◆ DOCUMENT SEGMENT ◆
This thread has been quite interesting. There are several questions regarding computer replacement issues that I would like to address.

In the corporate world there are many factors that should and, in many cases, are considered when replacing computer hardware and software. I have seen most of those touched on in this thread. Of course we have to consider the Church like a corporation because in terms of technology the exact same dynamics are involved. In the interest of brevity I will address only four of those factors.

The first factor in considering computer hardware is the life cycle. If you read the white papers for most computer systems, subsystems, and parts you will find a common engineering design factor listed. That is MTBF or mean time before failure. This factor is the lower boundary for testing reliability. You will find that if you do the math you can generally determine how long the piece of hardware was designed to last. That of course does not mean that failures will always occur at this point. It is just a measure against which the design and manufacture of a product is measured. I have seen some parts designed, manufactured and tested to against an MTBF as high as 120,000 hours and some even higher. 20,000 hours was typically the norm in the early years of computer technology because ANSI, American National Standards Institute, standards required it. When buying computer hardware you should want to know how long it is expected to last - at least I do and many corporations do.

◆ RECORDS SHOWN ◆
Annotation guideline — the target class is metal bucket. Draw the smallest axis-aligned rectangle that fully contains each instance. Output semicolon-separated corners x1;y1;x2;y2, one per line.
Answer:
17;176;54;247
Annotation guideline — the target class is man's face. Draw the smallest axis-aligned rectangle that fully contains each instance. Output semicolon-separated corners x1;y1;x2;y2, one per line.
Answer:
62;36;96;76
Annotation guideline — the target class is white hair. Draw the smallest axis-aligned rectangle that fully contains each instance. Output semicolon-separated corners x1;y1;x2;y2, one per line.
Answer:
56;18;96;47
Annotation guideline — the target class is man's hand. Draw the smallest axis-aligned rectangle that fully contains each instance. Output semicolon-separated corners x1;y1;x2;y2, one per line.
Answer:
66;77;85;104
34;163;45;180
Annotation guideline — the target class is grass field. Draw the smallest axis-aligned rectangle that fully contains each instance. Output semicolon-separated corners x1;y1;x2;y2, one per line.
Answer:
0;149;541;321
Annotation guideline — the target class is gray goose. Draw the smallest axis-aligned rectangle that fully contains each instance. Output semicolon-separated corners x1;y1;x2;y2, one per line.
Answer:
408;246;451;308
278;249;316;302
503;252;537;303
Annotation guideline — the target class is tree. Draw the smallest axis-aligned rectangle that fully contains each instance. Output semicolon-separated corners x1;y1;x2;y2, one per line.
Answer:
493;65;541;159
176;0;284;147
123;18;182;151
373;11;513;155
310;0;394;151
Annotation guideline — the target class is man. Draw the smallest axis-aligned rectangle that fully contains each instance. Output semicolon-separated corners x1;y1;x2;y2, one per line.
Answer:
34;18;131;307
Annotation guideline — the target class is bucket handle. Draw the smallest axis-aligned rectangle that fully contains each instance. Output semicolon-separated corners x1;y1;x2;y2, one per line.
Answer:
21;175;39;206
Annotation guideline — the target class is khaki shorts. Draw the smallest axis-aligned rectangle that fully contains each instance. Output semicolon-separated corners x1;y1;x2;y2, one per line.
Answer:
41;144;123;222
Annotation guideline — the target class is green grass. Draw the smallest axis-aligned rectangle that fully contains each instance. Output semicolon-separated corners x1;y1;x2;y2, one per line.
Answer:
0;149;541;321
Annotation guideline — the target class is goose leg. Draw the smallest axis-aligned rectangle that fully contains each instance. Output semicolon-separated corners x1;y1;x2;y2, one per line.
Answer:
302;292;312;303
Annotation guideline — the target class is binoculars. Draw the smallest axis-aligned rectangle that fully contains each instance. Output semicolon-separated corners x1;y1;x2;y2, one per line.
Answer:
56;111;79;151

◆ WHAT TO DO ◆
Reproduce the passage on computer replacement word for word, from "In the corporate" to "of those factors.".

◆ TASK OUTPUT ◆
In the corporate world there are many factors that should and, in many cases, are considered when replacing computer hardware and software. I have seen most of those touched on in this thread. Of course we have to consider the Church like a corporation because in terms of technology the exact same dynamics are involved. In the interest of brevity I will address only four of those factors.